[Saved entries]
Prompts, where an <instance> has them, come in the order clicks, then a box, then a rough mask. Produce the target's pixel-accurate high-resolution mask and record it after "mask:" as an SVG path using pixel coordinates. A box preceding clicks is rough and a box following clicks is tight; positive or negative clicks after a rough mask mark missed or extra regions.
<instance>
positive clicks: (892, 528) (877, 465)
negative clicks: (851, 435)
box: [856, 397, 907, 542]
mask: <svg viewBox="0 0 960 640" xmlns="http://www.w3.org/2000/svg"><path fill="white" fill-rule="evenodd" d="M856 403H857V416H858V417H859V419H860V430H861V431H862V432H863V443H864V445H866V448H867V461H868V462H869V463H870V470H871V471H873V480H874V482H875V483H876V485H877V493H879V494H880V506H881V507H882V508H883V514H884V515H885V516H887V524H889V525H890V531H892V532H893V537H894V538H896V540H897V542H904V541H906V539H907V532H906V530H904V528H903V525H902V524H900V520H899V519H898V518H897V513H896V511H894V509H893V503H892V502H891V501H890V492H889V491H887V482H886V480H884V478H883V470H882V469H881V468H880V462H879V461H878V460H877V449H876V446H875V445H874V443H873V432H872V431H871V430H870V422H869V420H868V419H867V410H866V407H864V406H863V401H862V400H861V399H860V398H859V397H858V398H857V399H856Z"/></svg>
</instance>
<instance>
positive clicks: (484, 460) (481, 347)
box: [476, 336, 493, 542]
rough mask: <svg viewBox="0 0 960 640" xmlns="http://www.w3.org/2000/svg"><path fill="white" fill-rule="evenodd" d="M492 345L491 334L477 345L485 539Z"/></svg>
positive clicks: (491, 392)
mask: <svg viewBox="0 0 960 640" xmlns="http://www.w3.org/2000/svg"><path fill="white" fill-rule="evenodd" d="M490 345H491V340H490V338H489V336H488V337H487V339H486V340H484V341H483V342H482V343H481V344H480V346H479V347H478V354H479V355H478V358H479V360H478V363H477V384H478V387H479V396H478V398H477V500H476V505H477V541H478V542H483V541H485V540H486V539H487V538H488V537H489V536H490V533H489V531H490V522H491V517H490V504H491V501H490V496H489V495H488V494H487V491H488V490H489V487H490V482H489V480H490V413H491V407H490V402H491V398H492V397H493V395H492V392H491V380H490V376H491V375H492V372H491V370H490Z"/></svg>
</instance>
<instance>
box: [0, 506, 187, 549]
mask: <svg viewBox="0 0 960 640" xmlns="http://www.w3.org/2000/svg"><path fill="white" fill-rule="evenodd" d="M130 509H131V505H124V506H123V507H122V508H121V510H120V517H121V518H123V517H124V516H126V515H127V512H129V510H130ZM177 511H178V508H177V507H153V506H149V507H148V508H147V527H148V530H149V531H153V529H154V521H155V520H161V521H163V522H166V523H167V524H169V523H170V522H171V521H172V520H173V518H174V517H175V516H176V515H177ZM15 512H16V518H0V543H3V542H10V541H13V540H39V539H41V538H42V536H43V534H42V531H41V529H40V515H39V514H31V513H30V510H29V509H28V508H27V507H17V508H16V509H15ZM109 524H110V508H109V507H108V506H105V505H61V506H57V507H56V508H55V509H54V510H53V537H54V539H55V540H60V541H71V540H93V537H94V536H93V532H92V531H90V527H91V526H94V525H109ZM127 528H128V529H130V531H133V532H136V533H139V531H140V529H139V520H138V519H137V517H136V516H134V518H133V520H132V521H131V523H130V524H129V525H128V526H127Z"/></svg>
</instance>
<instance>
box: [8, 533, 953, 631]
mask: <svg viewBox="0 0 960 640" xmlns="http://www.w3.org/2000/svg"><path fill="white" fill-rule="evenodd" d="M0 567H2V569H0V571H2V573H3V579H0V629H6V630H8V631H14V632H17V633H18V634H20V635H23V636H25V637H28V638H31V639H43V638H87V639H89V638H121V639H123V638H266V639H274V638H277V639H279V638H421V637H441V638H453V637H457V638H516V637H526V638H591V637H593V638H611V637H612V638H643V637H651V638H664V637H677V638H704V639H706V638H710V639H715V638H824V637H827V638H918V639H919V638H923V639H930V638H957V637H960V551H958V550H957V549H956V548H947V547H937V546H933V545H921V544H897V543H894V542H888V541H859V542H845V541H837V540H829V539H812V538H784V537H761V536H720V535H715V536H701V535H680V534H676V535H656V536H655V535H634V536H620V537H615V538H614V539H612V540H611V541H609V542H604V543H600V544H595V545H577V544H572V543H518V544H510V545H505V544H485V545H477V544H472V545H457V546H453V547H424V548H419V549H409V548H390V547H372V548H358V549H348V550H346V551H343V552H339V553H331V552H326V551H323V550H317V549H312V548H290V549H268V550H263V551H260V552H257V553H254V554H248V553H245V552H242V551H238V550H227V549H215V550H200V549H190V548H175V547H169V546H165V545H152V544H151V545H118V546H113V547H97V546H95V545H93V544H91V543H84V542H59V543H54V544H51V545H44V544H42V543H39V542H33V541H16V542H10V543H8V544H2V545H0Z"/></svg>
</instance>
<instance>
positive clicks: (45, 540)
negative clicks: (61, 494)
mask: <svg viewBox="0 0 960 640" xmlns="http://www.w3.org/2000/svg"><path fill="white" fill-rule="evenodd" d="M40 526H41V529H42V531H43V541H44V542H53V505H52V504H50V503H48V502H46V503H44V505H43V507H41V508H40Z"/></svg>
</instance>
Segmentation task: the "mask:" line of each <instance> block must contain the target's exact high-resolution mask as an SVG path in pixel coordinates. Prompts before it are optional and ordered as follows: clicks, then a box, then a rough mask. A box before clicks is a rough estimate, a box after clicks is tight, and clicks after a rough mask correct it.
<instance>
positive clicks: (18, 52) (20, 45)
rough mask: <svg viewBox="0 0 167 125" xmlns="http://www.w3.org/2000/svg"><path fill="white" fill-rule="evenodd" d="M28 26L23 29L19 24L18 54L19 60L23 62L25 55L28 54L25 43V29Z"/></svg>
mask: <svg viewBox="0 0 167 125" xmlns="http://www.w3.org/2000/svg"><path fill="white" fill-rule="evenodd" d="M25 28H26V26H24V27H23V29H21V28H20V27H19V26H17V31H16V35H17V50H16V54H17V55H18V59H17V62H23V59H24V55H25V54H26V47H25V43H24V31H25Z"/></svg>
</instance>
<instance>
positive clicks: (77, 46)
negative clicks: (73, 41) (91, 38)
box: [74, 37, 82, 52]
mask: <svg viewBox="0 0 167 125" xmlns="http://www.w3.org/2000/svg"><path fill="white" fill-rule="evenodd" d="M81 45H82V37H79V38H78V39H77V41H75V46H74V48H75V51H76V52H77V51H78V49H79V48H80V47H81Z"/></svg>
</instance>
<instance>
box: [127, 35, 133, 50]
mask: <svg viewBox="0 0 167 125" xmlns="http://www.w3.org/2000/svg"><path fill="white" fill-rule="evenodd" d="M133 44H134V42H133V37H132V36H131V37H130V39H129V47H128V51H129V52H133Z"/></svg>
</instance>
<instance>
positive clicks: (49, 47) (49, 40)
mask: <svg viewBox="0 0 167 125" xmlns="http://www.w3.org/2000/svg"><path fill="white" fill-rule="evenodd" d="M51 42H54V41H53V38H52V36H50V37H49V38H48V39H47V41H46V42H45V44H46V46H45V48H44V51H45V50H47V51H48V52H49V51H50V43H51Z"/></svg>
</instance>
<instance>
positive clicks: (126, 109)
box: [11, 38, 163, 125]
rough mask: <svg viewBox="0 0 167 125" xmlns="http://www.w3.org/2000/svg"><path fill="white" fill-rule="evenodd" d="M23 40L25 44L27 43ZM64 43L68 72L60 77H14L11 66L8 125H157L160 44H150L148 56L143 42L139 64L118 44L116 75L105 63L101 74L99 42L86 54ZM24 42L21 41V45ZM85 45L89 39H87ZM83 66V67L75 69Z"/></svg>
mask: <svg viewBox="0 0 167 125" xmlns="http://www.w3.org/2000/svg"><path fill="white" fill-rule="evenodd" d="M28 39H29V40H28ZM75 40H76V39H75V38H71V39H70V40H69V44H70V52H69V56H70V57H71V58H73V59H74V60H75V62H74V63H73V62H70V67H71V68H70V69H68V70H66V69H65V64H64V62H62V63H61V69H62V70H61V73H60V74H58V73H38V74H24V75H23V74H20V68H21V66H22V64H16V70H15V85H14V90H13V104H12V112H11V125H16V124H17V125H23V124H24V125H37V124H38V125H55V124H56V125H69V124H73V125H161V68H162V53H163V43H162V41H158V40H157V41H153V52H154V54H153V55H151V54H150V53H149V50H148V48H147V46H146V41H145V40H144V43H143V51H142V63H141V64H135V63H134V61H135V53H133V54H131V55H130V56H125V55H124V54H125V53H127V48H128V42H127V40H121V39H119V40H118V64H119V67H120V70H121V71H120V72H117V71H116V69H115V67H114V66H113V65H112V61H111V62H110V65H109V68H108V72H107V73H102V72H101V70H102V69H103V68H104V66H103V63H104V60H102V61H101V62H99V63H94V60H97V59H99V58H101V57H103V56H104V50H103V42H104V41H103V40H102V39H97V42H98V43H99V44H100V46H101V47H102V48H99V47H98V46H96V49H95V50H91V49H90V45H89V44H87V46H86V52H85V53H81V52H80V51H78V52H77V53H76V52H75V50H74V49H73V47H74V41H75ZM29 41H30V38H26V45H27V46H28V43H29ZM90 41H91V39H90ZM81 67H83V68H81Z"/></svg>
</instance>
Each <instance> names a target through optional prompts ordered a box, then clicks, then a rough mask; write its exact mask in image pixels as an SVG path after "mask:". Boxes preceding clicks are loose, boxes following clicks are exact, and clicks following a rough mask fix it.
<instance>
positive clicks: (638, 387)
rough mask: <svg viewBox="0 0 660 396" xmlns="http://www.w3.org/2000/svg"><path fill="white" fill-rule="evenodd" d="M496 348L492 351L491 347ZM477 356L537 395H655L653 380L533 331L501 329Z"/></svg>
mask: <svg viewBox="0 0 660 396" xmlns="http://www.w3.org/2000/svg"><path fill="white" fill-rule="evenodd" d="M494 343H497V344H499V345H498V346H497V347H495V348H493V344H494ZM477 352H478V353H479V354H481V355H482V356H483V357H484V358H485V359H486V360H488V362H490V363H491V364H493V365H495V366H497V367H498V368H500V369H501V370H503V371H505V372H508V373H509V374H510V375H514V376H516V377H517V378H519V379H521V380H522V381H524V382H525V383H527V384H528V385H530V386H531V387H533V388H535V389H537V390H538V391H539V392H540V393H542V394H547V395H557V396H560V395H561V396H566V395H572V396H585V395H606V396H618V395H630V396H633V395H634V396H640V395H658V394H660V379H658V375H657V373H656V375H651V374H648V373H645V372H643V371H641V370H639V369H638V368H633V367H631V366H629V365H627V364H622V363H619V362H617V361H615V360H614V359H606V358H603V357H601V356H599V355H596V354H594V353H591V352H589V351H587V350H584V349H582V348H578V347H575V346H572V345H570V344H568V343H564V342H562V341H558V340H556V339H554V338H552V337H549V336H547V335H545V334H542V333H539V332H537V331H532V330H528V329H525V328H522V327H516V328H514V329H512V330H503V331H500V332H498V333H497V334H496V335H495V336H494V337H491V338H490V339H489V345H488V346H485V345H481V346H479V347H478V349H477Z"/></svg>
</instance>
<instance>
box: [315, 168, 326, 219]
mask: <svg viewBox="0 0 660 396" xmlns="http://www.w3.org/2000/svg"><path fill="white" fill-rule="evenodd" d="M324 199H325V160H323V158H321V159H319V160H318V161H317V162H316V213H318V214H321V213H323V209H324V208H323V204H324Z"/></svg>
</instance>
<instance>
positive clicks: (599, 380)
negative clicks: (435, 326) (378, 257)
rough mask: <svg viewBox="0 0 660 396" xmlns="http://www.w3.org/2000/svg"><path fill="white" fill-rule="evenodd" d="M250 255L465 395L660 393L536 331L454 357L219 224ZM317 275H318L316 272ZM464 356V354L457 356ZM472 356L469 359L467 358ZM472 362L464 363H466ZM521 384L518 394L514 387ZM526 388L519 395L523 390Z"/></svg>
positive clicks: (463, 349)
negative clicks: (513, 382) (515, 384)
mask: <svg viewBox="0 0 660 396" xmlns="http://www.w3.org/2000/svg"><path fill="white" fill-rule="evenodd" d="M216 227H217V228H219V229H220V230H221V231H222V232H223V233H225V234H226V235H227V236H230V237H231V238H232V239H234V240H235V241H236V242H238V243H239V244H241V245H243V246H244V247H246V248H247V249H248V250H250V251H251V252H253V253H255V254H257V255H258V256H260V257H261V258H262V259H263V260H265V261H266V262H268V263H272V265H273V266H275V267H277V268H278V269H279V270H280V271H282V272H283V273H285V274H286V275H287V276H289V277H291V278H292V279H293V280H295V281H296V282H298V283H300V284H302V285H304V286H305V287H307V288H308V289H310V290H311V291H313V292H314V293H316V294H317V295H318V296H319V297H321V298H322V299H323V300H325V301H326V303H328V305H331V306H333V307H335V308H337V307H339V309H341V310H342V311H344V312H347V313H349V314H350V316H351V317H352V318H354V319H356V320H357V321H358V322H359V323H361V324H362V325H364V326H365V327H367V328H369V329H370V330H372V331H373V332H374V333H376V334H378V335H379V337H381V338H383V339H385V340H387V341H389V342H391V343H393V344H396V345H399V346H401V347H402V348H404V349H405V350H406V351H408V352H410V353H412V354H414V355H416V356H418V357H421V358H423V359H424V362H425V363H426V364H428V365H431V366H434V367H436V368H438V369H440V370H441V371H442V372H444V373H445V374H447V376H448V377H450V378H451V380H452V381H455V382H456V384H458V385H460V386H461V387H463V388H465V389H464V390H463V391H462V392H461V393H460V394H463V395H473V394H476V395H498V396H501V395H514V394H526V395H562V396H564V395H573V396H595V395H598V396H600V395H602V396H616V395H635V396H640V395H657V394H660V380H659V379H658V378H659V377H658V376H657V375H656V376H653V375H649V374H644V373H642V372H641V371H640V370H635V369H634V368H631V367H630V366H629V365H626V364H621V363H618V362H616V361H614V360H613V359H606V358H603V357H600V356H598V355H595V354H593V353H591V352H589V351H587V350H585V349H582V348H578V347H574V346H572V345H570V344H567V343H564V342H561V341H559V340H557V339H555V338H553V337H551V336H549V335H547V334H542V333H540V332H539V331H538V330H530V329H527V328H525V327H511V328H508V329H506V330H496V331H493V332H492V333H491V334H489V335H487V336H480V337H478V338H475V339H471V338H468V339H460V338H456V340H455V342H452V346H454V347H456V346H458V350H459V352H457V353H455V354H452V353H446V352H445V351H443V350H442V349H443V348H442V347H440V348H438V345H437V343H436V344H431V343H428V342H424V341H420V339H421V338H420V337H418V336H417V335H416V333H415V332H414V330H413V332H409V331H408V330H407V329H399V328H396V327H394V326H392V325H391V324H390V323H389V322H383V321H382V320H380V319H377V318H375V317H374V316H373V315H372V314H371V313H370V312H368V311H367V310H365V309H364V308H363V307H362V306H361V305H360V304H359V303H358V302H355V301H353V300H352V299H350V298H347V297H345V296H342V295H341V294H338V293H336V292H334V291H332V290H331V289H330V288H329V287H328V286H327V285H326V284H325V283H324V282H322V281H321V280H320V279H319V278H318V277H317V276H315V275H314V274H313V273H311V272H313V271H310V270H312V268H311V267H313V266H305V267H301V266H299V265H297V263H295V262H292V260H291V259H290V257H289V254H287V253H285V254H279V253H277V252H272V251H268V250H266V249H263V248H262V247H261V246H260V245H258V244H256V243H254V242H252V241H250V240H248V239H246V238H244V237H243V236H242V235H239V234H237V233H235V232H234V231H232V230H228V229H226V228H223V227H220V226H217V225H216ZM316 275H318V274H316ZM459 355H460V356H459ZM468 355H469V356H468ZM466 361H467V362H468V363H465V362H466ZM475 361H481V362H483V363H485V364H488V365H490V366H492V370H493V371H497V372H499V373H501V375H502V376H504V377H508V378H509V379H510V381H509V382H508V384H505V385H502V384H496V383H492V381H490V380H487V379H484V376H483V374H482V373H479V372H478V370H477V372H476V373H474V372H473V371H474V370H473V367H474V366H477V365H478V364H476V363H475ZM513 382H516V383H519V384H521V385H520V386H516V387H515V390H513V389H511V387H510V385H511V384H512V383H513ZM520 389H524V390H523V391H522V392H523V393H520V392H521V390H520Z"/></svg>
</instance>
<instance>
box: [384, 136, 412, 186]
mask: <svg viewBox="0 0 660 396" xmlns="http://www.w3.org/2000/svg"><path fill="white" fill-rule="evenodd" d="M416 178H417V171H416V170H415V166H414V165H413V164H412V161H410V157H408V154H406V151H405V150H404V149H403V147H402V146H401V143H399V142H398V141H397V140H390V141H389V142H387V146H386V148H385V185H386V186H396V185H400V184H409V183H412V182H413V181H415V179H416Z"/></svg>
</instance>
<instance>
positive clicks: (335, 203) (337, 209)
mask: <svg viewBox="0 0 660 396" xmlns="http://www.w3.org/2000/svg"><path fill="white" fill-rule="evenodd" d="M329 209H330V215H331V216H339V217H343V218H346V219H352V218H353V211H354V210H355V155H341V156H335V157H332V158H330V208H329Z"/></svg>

Work to be completed.
Rewrite everything from the start of the material down through the line containing "box: [476, 336, 493, 542]", replacing "positive clicks" with "foreground clicks" and leaving all else unchanged.

Written response.
Prompts, where an <instance> has them, come in the order clicks, then a box, then a rough mask. Produce the target's pixel-accurate high-resolution mask and record it after "mask:" as an SVG path using pixel coordinates. A box preceding clicks is rough and a box following clicks is tight; positive or negative clicks after a rough mask mark missed or extra regions.
<instance>
foreground clicks: (892, 528) (877, 465)
negative clicks: (851, 435)
box: [856, 397, 907, 542]
mask: <svg viewBox="0 0 960 640" xmlns="http://www.w3.org/2000/svg"><path fill="white" fill-rule="evenodd" d="M856 403H857V416H858V417H859V419H860V430H861V431H862V432H863V443H864V445H866V448H867V461H868V462H869V463H870V470H871V471H873V480H874V482H875V483H876V485H877V493H879V494H880V506H881V507H882V508H883V514H884V515H885V516H887V524H889V525H890V531H892V532H893V537H894V538H896V540H897V542H904V541H906V539H907V532H906V530H904V528H903V525H902V524H900V520H899V519H898V518H897V513H896V511H894V509H893V503H892V502H891V501H890V492H889V491H887V482H886V480H884V478H883V470H882V469H881V468H880V462H879V461H878V460H877V449H876V446H875V445H874V443H873V432H872V431H871V430H870V422H869V420H868V419H867V410H866V407H864V406H863V401H862V400H861V399H860V398H859V397H858V398H857V399H856Z"/></svg>
</instance>
<instance>
foreground clicks: (484, 460) (481, 347)
box: [476, 336, 493, 542]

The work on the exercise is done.